TO DO ▸
A: Reproduce everything in the upgrade API passage from "The upgrade API" down to "segment in the latest format.".
B: Answer these questions from the upgrade API passage:
(i) What does the upgrade process convert?
(ii) Which process combines multiple small segments into a single bigger segment?
(iii) Why may some old segments never be merged away?

The upgrade API allows to upgrade one or more indices to the latest Lucene
format through an API. The upgrade process converts any segments written with
older formats.
.When to use the `upgrade` API
**************************************************
Newer versions of Lucene often come with a new index format which provides bug
fixes and performance improvements. In order to take advantage of these
improvements, the segments in each shard need to be rewritten using the latest
Lucene format.
.Automatic upgrading
Indices that are actively being written to will automatically write new
segments in the latest format. The background merge process which combines
multiple small segments into a single bigger segment will also write the new
merged segment in the latest format.
.Optional manual upgrades
Some old segments may never be merged away because they are already too big to
be worth merging, and indices that no longer receive changes will not be
upgraded automatically. Upgrading segments is not required for most
Elasticsearch upgrades because it can read older formats from the current and
previous major version of Lucene.

PROVIDED INFORMATION ▸
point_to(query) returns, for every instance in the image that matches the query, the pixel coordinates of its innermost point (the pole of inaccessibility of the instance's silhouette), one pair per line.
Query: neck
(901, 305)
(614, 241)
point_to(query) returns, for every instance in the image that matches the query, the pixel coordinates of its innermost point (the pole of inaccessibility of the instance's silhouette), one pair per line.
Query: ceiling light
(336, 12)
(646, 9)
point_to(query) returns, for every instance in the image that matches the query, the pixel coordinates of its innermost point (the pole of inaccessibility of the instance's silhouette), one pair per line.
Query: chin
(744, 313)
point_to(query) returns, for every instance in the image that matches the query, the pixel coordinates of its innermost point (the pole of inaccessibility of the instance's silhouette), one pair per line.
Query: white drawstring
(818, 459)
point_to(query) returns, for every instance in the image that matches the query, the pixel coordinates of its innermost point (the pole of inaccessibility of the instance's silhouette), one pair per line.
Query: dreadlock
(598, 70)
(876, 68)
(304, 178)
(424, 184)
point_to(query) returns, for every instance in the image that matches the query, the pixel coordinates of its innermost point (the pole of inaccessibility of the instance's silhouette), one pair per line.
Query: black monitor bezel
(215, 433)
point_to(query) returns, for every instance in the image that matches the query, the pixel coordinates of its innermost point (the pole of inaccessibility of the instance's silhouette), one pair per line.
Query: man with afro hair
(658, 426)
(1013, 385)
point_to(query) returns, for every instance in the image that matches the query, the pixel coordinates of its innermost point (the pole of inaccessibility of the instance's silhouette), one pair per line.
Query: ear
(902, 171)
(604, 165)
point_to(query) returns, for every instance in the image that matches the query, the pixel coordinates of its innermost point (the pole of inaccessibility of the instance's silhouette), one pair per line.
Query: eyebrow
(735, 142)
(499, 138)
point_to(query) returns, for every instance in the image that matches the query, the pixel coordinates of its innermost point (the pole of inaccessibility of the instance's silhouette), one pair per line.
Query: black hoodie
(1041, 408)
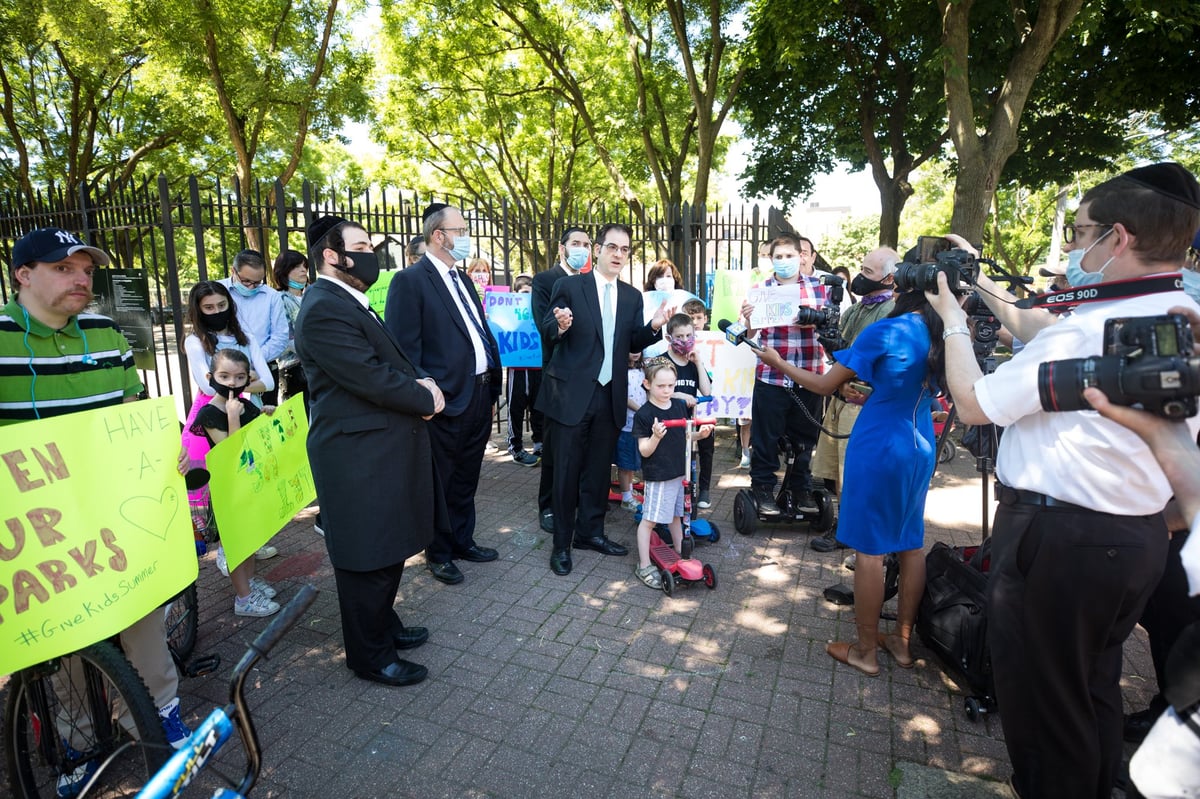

WRITTEN ANSWERS ▸
A:
The upgrade API allows to upgrade one or more indices to the latest Lucene
format through an API. The upgrade process converts any segments written with
older formats.
.When to use the `upgrade` API
**************************************************
Newer versions of Lucene often come with a new index format which provides bug
fixes and performance improvements. In order to take advantage of these
improvements, the segments in each shard need to be rewritten using the latest
Lucene format.
.Automatic upgrading
Indices that are actively being written to will automatically write new
segments in the latest format. The background merge process which combines
multiple small segments into a single bigger segment will also write the new
merged segment in the latest format.

B:
(i) Any segments written with older formats.
(ii) The background merge process.
(iii) They are already too big to be worth merging.